──────── Task data
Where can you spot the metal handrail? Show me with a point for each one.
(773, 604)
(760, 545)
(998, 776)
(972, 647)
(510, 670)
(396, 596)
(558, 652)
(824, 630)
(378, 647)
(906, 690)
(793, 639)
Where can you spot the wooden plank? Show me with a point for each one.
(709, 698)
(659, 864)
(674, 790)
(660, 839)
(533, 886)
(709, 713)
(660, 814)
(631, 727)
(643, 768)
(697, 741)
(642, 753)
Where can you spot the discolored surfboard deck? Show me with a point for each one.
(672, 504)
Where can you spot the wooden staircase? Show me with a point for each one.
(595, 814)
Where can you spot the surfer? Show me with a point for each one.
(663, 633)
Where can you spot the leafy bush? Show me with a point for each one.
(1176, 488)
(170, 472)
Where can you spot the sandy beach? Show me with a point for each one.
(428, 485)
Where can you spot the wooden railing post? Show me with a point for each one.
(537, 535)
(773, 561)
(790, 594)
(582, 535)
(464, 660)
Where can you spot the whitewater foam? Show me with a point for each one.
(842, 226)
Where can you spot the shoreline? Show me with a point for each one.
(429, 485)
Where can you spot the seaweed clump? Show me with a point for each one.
────────────────
Task directions>
What you return must match the listing exactly, line for line.

Exercise answer>
Where can you spot the metal handrail? Show me with a point for each one.
(773, 604)
(760, 545)
(998, 776)
(972, 647)
(510, 670)
(396, 596)
(558, 652)
(824, 630)
(378, 647)
(906, 690)
(793, 639)
Where can you spot the wooden plank? Show me with a point for each one.
(709, 698)
(659, 864)
(674, 790)
(660, 839)
(533, 886)
(709, 713)
(660, 814)
(631, 727)
(643, 768)
(697, 741)
(642, 753)
Where can you spot the discolored surfboard deck? Show me with a point for each one.
(672, 504)
Where can you spot the wooden staircase? Show me with a point for each one.
(595, 814)
Where can you spot the surfer? Show me with a point for each one.
(663, 633)
Where can you spot the leafy bush? Show me with a point for each one.
(1176, 488)
(170, 472)
Where can you spot the sandy beach? Show me with a point for each one.
(428, 485)
Where can you spot the wooden railing post? Show me with a point for each one.
(537, 535)
(773, 561)
(790, 594)
(582, 535)
(464, 660)
Where can you spot the whitewater foam? Show me with a point for each one.
(842, 226)
Where can you spot the shoreline? Show me with a point for each one.
(429, 485)
Where can you spot the seaweed clump? Show me with a point for each one.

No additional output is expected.